# [WORK INSTRUCTIONS]
Reproduce each of the records below word for word, keeping their order and line breaks unchanged.

# [RECORDS PROVIDED]
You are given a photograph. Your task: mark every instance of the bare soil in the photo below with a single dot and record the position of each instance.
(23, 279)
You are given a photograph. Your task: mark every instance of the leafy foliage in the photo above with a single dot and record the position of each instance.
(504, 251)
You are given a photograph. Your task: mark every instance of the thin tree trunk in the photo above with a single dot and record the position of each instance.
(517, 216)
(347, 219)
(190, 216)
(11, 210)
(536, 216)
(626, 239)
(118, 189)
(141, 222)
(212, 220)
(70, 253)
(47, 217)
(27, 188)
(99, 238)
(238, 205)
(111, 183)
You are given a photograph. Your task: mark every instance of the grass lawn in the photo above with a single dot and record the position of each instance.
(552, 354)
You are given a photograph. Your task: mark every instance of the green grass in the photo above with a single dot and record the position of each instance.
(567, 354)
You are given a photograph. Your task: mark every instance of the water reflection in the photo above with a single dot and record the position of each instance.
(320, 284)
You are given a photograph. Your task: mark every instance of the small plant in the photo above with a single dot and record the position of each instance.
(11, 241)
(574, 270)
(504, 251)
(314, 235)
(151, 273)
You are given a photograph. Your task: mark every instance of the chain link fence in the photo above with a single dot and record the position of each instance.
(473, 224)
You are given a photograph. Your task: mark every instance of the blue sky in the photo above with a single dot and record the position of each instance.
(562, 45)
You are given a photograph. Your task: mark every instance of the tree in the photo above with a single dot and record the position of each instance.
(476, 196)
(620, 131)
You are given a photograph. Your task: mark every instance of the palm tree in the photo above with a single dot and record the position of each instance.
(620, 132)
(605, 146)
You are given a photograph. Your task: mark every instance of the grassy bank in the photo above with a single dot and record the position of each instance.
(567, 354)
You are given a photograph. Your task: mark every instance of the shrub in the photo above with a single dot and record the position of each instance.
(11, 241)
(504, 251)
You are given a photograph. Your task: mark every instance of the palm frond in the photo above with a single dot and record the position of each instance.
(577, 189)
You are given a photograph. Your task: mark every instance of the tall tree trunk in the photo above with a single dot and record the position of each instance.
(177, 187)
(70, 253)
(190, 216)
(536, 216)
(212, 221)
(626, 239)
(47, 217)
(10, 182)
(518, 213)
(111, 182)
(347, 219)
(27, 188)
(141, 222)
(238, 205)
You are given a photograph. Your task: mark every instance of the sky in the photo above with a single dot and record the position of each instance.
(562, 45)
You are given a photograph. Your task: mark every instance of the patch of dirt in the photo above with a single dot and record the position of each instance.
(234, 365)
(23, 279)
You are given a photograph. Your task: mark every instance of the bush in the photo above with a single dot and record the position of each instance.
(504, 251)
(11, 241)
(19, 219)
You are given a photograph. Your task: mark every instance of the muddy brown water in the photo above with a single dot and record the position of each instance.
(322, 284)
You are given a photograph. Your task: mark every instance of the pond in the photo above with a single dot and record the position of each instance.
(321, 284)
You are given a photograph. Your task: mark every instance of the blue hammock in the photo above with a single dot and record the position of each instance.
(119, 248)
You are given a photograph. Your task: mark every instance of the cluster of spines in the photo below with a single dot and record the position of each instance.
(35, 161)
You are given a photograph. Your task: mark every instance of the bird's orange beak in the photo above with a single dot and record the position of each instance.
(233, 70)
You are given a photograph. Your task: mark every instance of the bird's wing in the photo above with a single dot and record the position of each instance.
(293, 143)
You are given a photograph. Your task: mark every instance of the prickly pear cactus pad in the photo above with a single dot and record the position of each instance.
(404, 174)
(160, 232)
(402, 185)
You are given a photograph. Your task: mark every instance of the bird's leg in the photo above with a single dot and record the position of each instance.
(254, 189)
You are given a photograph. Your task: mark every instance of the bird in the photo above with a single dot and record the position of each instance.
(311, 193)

# [OUTPUT BELOW]
You are given a photograph. Your task: mark every instance of the bare soil in the photo below with a single dot and record the position of each instance.
(23, 279)
You are given a photograph. Your task: mark every instance of the leafy foliage in the photo above with a single dot and record the position of each instance.
(504, 251)
You are given a photograph. Your task: mark every instance of the thin tree trunk in the photo above with a single dot and record the position of each instance.
(517, 216)
(347, 219)
(190, 216)
(11, 210)
(536, 216)
(626, 239)
(118, 189)
(141, 222)
(212, 220)
(70, 253)
(47, 217)
(27, 188)
(99, 238)
(238, 205)
(111, 183)
You are given a photograph. Your task: mark every instance of the grass lawn in the photo above with a single dot and record the position of each instance.
(552, 354)
You are given a photograph. Your task: mark every instance of the green grass in the photo above with a single dot and record the position of each instance.
(567, 354)
You are given a photograph. Your task: mark every instance of the water reflection in the photo above with a single dot and record the position of each instance.
(320, 284)
You are given a photograph. Your task: mark every instance of the small plant in the photo above with a single dot and record the position of each instance.
(11, 241)
(574, 270)
(504, 251)
(314, 235)
(151, 273)
You are given a photograph. Your task: mark every instance of the chain link fence in the photo above with a single dot and record the position of each instance.
(473, 224)
You are given a photograph. Your task: mark every instance of the blue sky in the photo above with a single dot and record the position of each instance.
(562, 45)
You are given a photograph. Your task: mark every instance of the tree in the photo above with a single dot and record the position of each instance.
(476, 196)
(620, 131)
You are given a photograph. Your task: mark every instance of the palm tree in the photo above with a single dot and record the position of each instance.
(620, 132)
(605, 146)
You are given a photograph. Your task: mark every instance of the grassy bank in the photo above with a single dot and record the position of each instance.
(567, 354)
You are given a photograph. Your task: mark every instance of the shrub in the photo above with a single dot and record the position of each instance.
(11, 241)
(504, 251)
You are given a photograph. Your task: mark every instance of the palm frond in the photo above with a single dot and record the position of each instance.
(577, 189)
You are given a photograph. Your task: mark every instance of the tall tree trunk in the photo above with a single dot and record the position of each instance.
(177, 187)
(70, 253)
(190, 216)
(536, 216)
(212, 221)
(626, 239)
(47, 217)
(10, 182)
(518, 213)
(111, 182)
(347, 219)
(27, 188)
(141, 222)
(238, 205)
You are given a photograph. Your task: mark every instance of the sky in the photo above with a single dot and record the position of each instance.
(562, 45)
You are given a photograph. Your task: mark every instance of the patch of dirt in the photo above with a single dot and record the position of each instance.
(234, 365)
(23, 279)
You are given a photograph. Your task: mark every instance of the bush in the photo above with a single dot and record the position of each instance.
(504, 251)
(11, 241)
(19, 219)
You are given a photograph. Your task: mark every instance of the muddy brown water in the photo above with a single dot and record the position of each instance.
(322, 284)
You are given a photograph. Your task: mark every instance of the pond in the photo above with a single dot and record the position of each instance.
(321, 284)
You are given a photograph. Your task: mark every instance of the blue hammock in the photo above with a single dot and record the position of each instance.
(119, 248)
You are given a photograph. Your task: mark every instance of the cluster of spines in the photo below with a single dot and record the position of each instance.
(35, 161)
You are given a photograph. Your task: mark every instance of the bird's orange beak in the photo above with a single dot and record the position of each instance.
(233, 70)
You are given a photograph. Your task: mark every instance of the bird's wing in the photo above with a single dot and record the position of each instance.
(293, 143)
You are given a photograph. Your task: mark every instance of the prickly pear cactus pad in the photo above with a single dot and record the position of each instance.
(404, 174)
(160, 232)
(402, 185)
You are given a photograph. Your task: mark every instance of the bird's leg in the photo above with a single dot and record the position of each instance.
(254, 189)
You are given a photograph. Your task: mark every instance of the bird in the photo above with a single dot and record the position of each instance.
(311, 193)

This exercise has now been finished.